◆ Prompt ◆
Edit the lines below so that every "Pin every instance" reads "Mark each occurrence", keeping everything else the same. Omit the pictures from your version.

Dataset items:
======

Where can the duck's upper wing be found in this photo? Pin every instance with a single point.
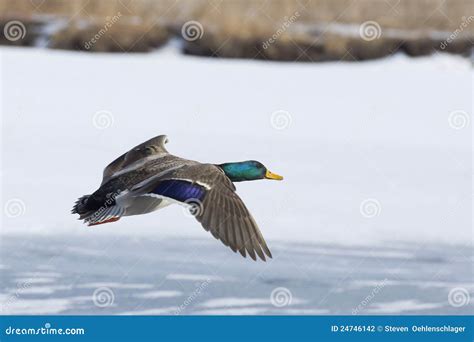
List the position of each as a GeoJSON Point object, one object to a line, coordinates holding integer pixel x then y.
{"type": "Point", "coordinates": [150, 148]}
{"type": "Point", "coordinates": [214, 203]}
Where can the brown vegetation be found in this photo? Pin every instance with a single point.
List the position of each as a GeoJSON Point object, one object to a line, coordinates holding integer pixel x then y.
{"type": "Point", "coordinates": [240, 28]}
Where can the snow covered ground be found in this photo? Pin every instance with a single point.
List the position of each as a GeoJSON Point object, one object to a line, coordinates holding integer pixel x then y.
{"type": "Point", "coordinates": [376, 158]}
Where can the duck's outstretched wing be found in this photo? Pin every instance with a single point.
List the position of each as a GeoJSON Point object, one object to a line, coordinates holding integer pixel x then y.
{"type": "Point", "coordinates": [215, 204]}
{"type": "Point", "coordinates": [150, 148]}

======

◆ Result for this exercise ◆
Where can the duck's upper wing be found in this photo? Mark each occurrence with a single point.
List the position of each as a GeoJSON Point object, one object to a line, coordinates holding integer pixel x then y.
{"type": "Point", "coordinates": [150, 148]}
{"type": "Point", "coordinates": [214, 203]}
Where can the brown vegetation be found in this photo? Mark each occurrence with a single point.
List the position of each as a GeoJSON Point object, one object to a line, coordinates holding integer pixel x then y.
{"type": "Point", "coordinates": [240, 28]}
Where can the snow covered ground be found in this photo? Mark each occurrence with a single point.
List the position of each as a GeoJSON Point object, one object to a line, coordinates holding integer pixel x then y.
{"type": "Point", "coordinates": [376, 158]}
Where can the duck's outstretched wing be found in this photo? Mark each occurrence with a single point.
List the position of each as a GeoJSON Point object, one object to a line, coordinates holding integer pixel x then y.
{"type": "Point", "coordinates": [215, 204]}
{"type": "Point", "coordinates": [150, 148]}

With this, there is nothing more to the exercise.